Extracted data entries:
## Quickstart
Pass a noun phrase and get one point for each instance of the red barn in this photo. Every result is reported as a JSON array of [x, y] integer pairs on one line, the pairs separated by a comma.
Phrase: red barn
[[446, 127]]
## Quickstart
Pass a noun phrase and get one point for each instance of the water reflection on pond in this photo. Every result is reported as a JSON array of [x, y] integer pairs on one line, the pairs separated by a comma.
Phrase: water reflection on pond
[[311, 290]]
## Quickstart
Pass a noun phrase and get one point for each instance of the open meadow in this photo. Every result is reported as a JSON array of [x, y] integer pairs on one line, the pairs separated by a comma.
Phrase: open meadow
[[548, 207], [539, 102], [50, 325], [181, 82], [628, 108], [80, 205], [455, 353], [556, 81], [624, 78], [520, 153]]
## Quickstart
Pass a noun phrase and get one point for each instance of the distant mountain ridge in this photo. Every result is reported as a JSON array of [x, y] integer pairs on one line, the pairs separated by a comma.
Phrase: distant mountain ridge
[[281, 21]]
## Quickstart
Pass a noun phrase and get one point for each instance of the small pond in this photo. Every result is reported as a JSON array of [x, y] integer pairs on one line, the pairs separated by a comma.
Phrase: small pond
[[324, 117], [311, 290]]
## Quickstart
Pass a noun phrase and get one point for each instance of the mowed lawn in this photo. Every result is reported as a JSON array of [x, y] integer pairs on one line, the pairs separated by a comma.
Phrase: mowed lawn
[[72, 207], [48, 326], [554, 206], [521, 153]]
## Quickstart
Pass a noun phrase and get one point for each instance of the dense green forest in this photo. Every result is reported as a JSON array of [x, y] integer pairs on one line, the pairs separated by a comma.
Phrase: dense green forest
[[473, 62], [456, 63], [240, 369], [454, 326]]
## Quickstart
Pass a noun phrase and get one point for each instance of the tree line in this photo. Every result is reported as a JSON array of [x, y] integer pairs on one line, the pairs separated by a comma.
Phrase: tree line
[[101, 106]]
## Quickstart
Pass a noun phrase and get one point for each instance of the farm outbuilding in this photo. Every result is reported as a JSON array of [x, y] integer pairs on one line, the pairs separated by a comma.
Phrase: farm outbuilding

Brief
Please substitute "short phrase" for "noun phrase" in the lines that run from the first one through the line that has "78], [520, 153]]", changing nothing else. Give only those lines.

Exercise result
## Quickstart
Pass a short phrase and get one point for each instance of the red barn in this photo. Every result is reported as a JSON array of [x, y] integer pairs on one line, the pairs separated by a comma.
Phrase: red barn
[[446, 127]]
## Quickstart
Pass a short phrase and get one point for each instance of the water reflection on pond in this photo. Every result is reported as a JSON array of [x, y] integer pairs on one line, the pairs separated by a comma.
Phrase: water reflection on pond
[[311, 290]]
## Quickstart
Pass a short phrase and get one point for each instance of the open meadow in this photo. Every result is reported as a JSON array of [x, y] integer pairs on one line, the pairs separated by a comma.
Phrase: open meadow
[[548, 207], [539, 102], [50, 325], [181, 82], [628, 108], [80, 205], [455, 353], [556, 81], [624, 78], [520, 153]]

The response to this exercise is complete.